Well worth a read for anyone interested in the historian's craft, even granting that some of these seem rather dated now and may not seem quite as relevant as others.

Sunday, March 01, 2015

Links & Reviews

- Gordon College's planned sale of some 500 books with an estimated value of $2-3 million from the Edward Payson Vining collection at Doyle New York this fall (postponed from April) rated an article in the Boston Business Journal this week, as well as coverage in the Boston Globe. The college has not provided a final list of the books to be sold.

- Islamic State militants continued their assault on Iraq's cultural heritage, destroying archaeological relics and sites in and around Mosul.

- The Folger announced this week which institution in each state and Puerto Rico will host the First Folio going on the road in 2016 as part of their The Wonder of Will: 400 Years of Shakespeare initiative. I'm delighted that one will be coming to UVA, too!

- Maine governor Paul LePage has proposed to end state revenue sharing with municipalities, offering to "make up the difference" by allowing towns to levy property taxes against non-profit institutions, including hospitals, private colleges, museums, archives, historical societies, and historic sites with property assessed at more than $500,000. Maine Antiques Digest has editorialized against the proposal, and the Association of Maine Archives and Museums issued a strong statement opposing LePage's plan.

- Rich Rennicks has posted some background on the Doves Press to complement the recent discovery of some of the lost type.

- Tom Mashberg has a piece in the NYTimes about twenty-five years of theories about the Isabella Stewart Gardner museum thefts.

- ILAB has called for entrants for the 17th ILAB Breslaur Prize, to be awarded in 2018.

- Two books stolen from the Historical National Library of Agriculture in Italy (by somebody in the de Caro ring?) will be returned; they had been purchased by a buyer in San Francisco. There's a lengthy report in the San Francisco Chronicle about the books, but it's so full of eye-roll-worthy statements that it's probably not worth your time.

- A large collection of books by and related to Robert Graves has been donated to Illinois State University's Milner Library.

- Michael Rosenwald reports for the WaPo about a new finding: "digital natives" prefer reading in print.

○ ○ ○ ○ ○ ○ ○

Set of tasks.
• 1. Answer these questions about the March 1, 2015 links post:
(a) About how many books does Gordon College plan to sell from the Edward Payson Vining collection?
(b) Which library received the large collection of books by and related to Robert Graves?
(c) In what year will the 17th ILAB Breslaur Prize be awarded?
• 2. Echo the part of the March 1, 2015 links post starting at "Sunday, March 01, 2015" and ending at "to UVA, too!".

Raw data.
○ ○ ○ ○ ○ ○ ○

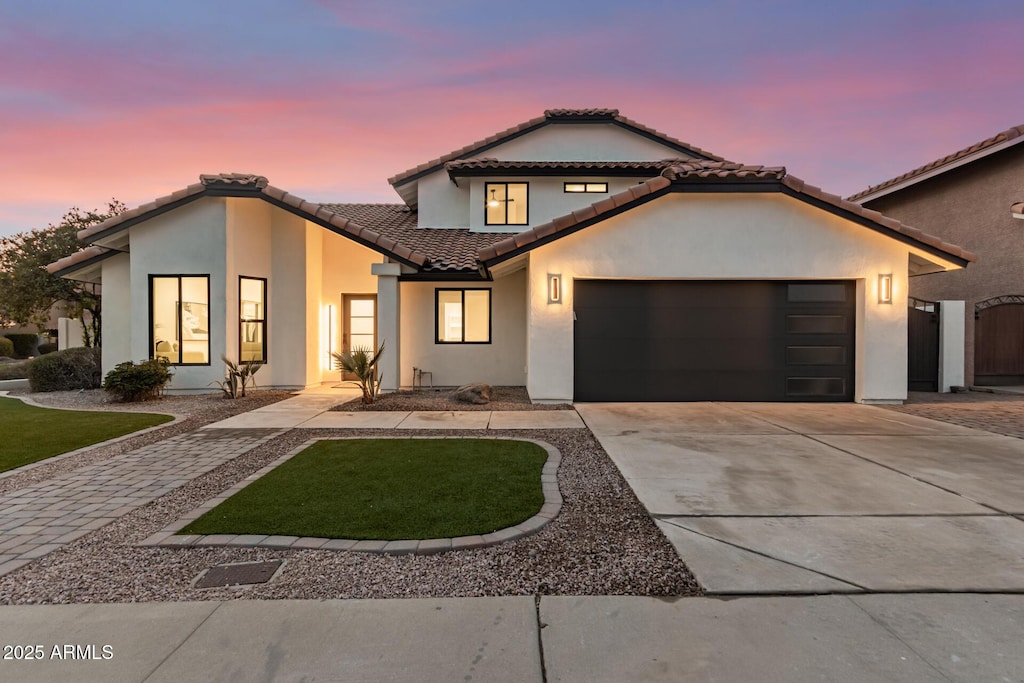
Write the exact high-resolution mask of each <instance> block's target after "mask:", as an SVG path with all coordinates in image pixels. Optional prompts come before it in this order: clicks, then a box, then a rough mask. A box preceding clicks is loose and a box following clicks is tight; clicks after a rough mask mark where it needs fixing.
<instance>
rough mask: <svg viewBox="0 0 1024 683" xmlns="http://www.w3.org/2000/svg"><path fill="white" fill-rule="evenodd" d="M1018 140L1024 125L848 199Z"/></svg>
mask: <svg viewBox="0 0 1024 683" xmlns="http://www.w3.org/2000/svg"><path fill="white" fill-rule="evenodd" d="M1017 138H1021V139H1020V140H1018V141H1020V142H1024V125H1020V126H1014V127H1013V128H1010V129H1008V130H1005V131H1002V132H1001V133H998V134H997V135H993V136H992V137H989V138H988V139H985V140H982V141H981V142H978V143H976V144H972V145H971V146H969V147H964V148H963V150H959V151H958V152H954V153H952V154H951V155H947V156H945V157H943V158H941V159H936V160H935V161H933V162H930V163H928V164H925V165H924V166H919V167H918V168H915V169H913V170H912V171H907V172H906V173H903V174H902V175H897V176H896V177H895V178H890V179H889V180H886V181H885V182H880V183H879V184H877V185H871V186H870V187H868V188H867V189H864V190H862V191H859V193H857V194H856V195H851V196H850V197H849V198H847V199H849V200H850V201H852V202H856V201H857V200H859V199H861V198H863V197H867V196H868V195H873V194H874V193H877V191H879V190H881V189H886V188H887V187H892V186H893V185H897V184H899V183H901V182H903V181H904V180H910V179H912V178H915V177H916V176H919V175H924V174H926V173H928V172H929V171H934V170H936V169H939V168H941V167H943V166H945V165H947V164H952V163H954V162H957V161H961V160H963V159H967V158H969V157H972V156H973V155H976V154H978V153H981V152H985V151H986V150H988V148H990V147H993V146H995V145H996V144H999V143H1001V142H1008V141H1010V140H1013V139H1017Z"/></svg>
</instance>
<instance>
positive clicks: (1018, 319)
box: [974, 295, 1024, 385]
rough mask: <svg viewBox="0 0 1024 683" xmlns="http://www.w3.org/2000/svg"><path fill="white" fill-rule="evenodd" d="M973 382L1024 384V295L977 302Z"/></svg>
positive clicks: (976, 309)
mask: <svg viewBox="0 0 1024 683" xmlns="http://www.w3.org/2000/svg"><path fill="white" fill-rule="evenodd" d="M974 382H975V384H984V385H1009V384H1024V295H1009V296H1000V297H994V298H992V299H986V300H985V301H979V302H978V303H976V304H975V306H974Z"/></svg>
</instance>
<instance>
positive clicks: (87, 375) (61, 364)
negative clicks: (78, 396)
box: [29, 348, 101, 391]
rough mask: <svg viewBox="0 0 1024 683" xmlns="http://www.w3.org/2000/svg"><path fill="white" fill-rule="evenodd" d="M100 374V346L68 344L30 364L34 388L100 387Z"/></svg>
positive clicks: (75, 388) (46, 389)
mask: <svg viewBox="0 0 1024 683" xmlns="http://www.w3.org/2000/svg"><path fill="white" fill-rule="evenodd" d="M100 376H101V373H100V371H99V349H98V348H66V349H65V350H62V351H54V352H53V353H47V354H46V355H41V356H39V357H38V358H36V359H35V360H33V361H32V362H31V364H29V387H30V388H31V389H32V390H33V391H68V390H70V389H96V388H98V387H99V378H100Z"/></svg>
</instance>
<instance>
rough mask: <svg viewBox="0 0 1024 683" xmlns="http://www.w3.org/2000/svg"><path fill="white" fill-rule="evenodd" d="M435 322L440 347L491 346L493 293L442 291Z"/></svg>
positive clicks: (437, 294) (435, 330)
mask: <svg viewBox="0 0 1024 683" xmlns="http://www.w3.org/2000/svg"><path fill="white" fill-rule="evenodd" d="M434 322H435V323H434V332H435V337H434V341H435V342H436V343H438V344H489V343H490V290H489V289H440V288H438V289H437V290H435V292H434Z"/></svg>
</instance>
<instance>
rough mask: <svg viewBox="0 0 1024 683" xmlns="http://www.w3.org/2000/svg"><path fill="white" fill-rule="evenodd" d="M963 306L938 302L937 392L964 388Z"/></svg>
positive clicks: (951, 302)
mask: <svg viewBox="0 0 1024 683" xmlns="http://www.w3.org/2000/svg"><path fill="white" fill-rule="evenodd" d="M965 310H966V309H965V304H964V302H963V301H940V302H939V391H943V392H948V391H949V387H951V386H964V362H965V358H964V353H965V350H964V349H965V338H966V335H965V325H966V323H965V319H966V318H965V317H964V316H965V314H966V313H965Z"/></svg>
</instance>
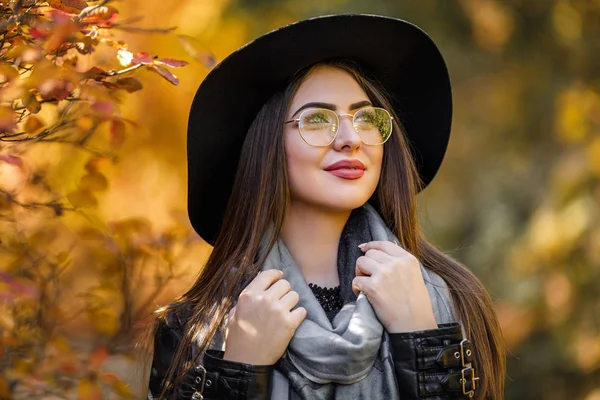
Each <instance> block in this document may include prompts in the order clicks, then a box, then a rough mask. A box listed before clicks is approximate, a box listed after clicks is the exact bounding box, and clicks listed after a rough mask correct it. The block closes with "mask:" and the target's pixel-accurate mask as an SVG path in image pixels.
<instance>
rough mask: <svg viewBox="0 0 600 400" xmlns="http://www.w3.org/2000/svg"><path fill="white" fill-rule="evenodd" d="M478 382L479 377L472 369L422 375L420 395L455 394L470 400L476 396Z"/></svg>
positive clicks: (473, 369) (420, 381) (419, 380)
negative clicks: (474, 395) (476, 391)
mask: <svg viewBox="0 0 600 400" xmlns="http://www.w3.org/2000/svg"><path fill="white" fill-rule="evenodd" d="M463 377H464V387H463ZM478 380H479V377H477V376H476V374H475V370H474V369H473V368H471V367H467V368H463V369H460V370H458V372H450V373H421V374H420V380H419V381H420V386H421V387H420V393H421V396H423V397H427V396H436V395H443V394H446V395H447V394H448V393H453V394H456V395H463V396H464V398H470V397H473V396H474V395H475V390H476V389H477V386H478V383H479V382H478Z"/></svg>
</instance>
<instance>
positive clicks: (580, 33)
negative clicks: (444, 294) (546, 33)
mask: <svg viewBox="0 0 600 400" xmlns="http://www.w3.org/2000/svg"><path fill="white" fill-rule="evenodd" d="M552 26H553V27H554V31H555V32H556V33H557V34H558V37H559V38H561V39H564V40H566V41H572V40H575V39H579V38H580V37H581V28H582V20H581V14H580V13H579V11H578V10H577V9H576V8H575V7H573V6H572V5H571V4H570V3H569V2H566V1H557V2H556V3H555V5H554V9H553V10H552Z"/></svg>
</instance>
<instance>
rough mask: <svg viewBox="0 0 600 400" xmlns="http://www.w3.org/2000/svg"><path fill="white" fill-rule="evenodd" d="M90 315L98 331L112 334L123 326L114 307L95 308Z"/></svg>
mask: <svg viewBox="0 0 600 400" xmlns="http://www.w3.org/2000/svg"><path fill="white" fill-rule="evenodd" d="M89 315H90V318H91V320H92V325H93V326H94V328H95V330H96V332H98V333H100V334H102V335H105V336H112V335H114V334H115V333H117V332H118V330H119V327H120V326H121V324H120V322H119V316H118V315H117V313H116V311H115V310H114V309H113V308H105V309H99V310H94V311H91V312H89Z"/></svg>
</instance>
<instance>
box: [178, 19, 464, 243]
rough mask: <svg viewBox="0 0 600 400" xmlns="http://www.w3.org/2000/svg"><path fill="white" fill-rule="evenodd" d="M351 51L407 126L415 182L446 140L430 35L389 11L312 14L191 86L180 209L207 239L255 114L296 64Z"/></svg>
mask: <svg viewBox="0 0 600 400" xmlns="http://www.w3.org/2000/svg"><path fill="white" fill-rule="evenodd" d="M331 59H351V60H353V61H355V62H356V63H358V64H359V65H360V66H361V69H363V68H364V69H365V70H367V71H370V73H371V74H372V75H373V76H374V77H376V78H377V79H378V80H379V81H380V82H381V83H382V84H383V86H384V87H385V89H386V91H387V92H388V94H389V95H390V96H391V99H390V100H391V101H392V106H393V109H394V112H395V113H396V114H397V115H398V116H399V118H400V120H401V122H402V123H403V125H404V127H405V128H406V133H407V136H408V140H409V142H410V145H411V151H412V153H413V157H414V158H415V161H416V165H417V169H418V172H419V175H420V177H421V180H422V183H423V187H425V186H427V185H428V184H429V183H430V182H431V180H432V179H433V177H434V176H435V174H436V173H437V171H438V169H439V167H440V165H441V163H442V160H443V158H444V154H445V152H446V147H447V145H448V139H449V136H450V128H451V123H452V91H451V85H450V78H449V76H448V70H447V67H446V64H445V62H444V59H443V57H442V55H441V53H440V52H439V50H438V48H437V46H436V45H435V43H434V42H433V40H431V38H430V37H429V36H428V35H427V34H426V33H425V32H424V31H423V30H421V29H420V28H419V27H417V26H416V25H414V24H412V23H410V22H407V21H404V20H401V19H397V18H391V17H384V16H377V15H365V14H358V15H356V14H347V15H330V16H323V17H317V18H311V19H307V20H303V21H300V22H296V23H294V24H291V25H287V26H284V27H282V28H279V29H276V30H274V31H271V32H269V33H267V34H265V35H263V36H260V37H259V38H257V39H256V40H254V41H252V42H250V43H248V44H246V45H245V46H243V47H241V48H239V49H238V50H237V51H235V52H234V53H232V54H230V55H229V56H228V57H227V58H225V59H224V60H223V61H221V62H220V63H219V64H218V65H217V66H216V67H215V68H214V69H212V70H211V71H210V73H209V74H208V75H207V76H206V78H205V79H204V80H203V81H202V83H201V85H200V87H199V88H198V90H197V92H196V95H195V97H194V101H193V103H192V106H191V110H190V116H189V121H188V139H187V153H188V214H189V218H190V221H191V223H192V226H193V228H194V229H195V230H196V232H197V233H198V234H199V235H200V236H201V237H202V238H203V239H204V240H206V241H207V242H208V243H211V244H214V241H215V240H216V236H217V234H218V231H219V229H220V226H221V221H222V219H223V216H224V214H225V208H226V205H227V202H228V200H229V197H230V194H231V190H232V185H233V182H234V177H235V173H236V170H237V163H238V160H239V155H240V153H241V148H242V144H243V142H244V138H245V136H246V133H247V131H248V128H249V127H250V125H251V123H252V121H253V119H254V117H255V116H256V114H257V113H258V111H259V110H260V109H261V107H262V106H263V105H264V103H265V102H266V101H267V100H268V99H269V98H270V97H271V95H273V94H274V93H275V92H276V91H278V90H281V89H282V88H284V87H285V85H286V84H287V82H288V80H289V79H290V77H291V76H292V75H293V74H294V73H295V72H297V71H298V70H299V69H301V68H303V67H306V66H308V65H312V64H314V63H317V62H321V61H326V60H331Z"/></svg>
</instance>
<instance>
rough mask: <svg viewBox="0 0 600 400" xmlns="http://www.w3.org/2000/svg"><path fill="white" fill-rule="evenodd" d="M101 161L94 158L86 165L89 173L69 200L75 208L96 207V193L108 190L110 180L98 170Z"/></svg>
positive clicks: (69, 195)
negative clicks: (108, 186)
mask: <svg viewBox="0 0 600 400" xmlns="http://www.w3.org/2000/svg"><path fill="white" fill-rule="evenodd" d="M99 161H100V160H99V159H97V158H92V159H90V160H89V161H88V163H87V164H86V170H87V173H86V174H85V175H83V176H82V177H81V179H80V181H79V185H78V188H77V190H75V191H73V192H71V193H69V194H68V195H67V199H68V200H69V202H70V203H71V204H72V205H73V207H76V208H80V207H96V206H97V205H98V200H97V199H96V193H97V192H101V191H105V190H107V189H108V186H109V184H108V179H106V176H104V174H102V172H100V170H99V168H98V163H99Z"/></svg>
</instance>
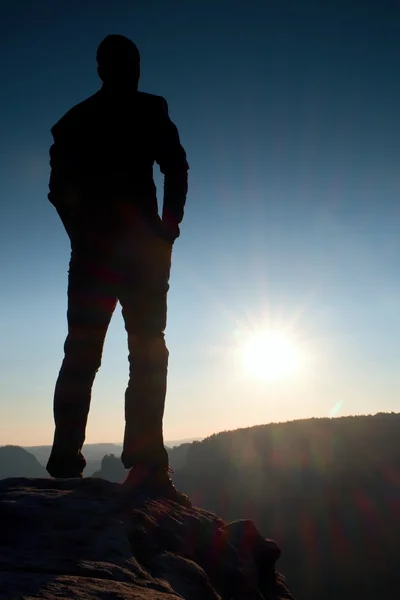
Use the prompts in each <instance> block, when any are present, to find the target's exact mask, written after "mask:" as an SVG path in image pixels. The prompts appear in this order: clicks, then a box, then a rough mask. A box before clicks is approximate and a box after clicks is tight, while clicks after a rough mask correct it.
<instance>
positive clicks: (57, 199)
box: [48, 127, 79, 235]
mask: <svg viewBox="0 0 400 600" xmlns="http://www.w3.org/2000/svg"><path fill="white" fill-rule="evenodd" d="M52 134H53V140H54V141H53V144H52V145H51V147H50V152H49V155H50V179H49V193H48V199H49V201H50V202H51V203H52V204H53V205H54V206H55V208H56V210H57V212H58V214H59V216H60V218H61V220H62V222H63V224H64V227H65V229H66V231H67V233H68V234H69V235H71V231H72V227H73V223H74V221H75V219H74V216H75V213H76V210H77V208H78V206H79V181H78V179H79V177H78V169H77V165H75V164H74V161H73V156H74V152H73V148H72V147H71V146H72V144H71V140H69V139H68V137H67V136H65V135H64V136H63V135H60V134H59V133H58V131H57V127H54V128H53V129H52Z"/></svg>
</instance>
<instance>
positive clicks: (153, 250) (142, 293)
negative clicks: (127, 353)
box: [47, 219, 172, 477]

○ ○ ○ ○ ○ ○ ○

Answers to the problems.
• 1.
(a) About 500 books.
(b) Illinois State University's Milner Library.
(c) 2018.

• 2.
Sunday, March 01, 2015

Links & Reviews

- Gordon College's planned sale of some 500 books with an estimated value of $2-3 million from the Edward Payson Vining collection at Doyle New York this fall (postponed from April) rated an article in the Boston Business Journal this week, as well as coverage in the Boston Globe. The college has not provided a final list of the books to be sold.

- Islamic State militants continued their assault on Iraq's cultural heritage, destroying archaeological relics and sites in and around Mosul.

- The Folger announced this week which institution in each state and Puerto Rico will host the First Folio going on the road in 2016 as part of their The Wonder of Will: 400 Years of Shakespeare initiative. I'm delighted that one will be coming to UVA, too!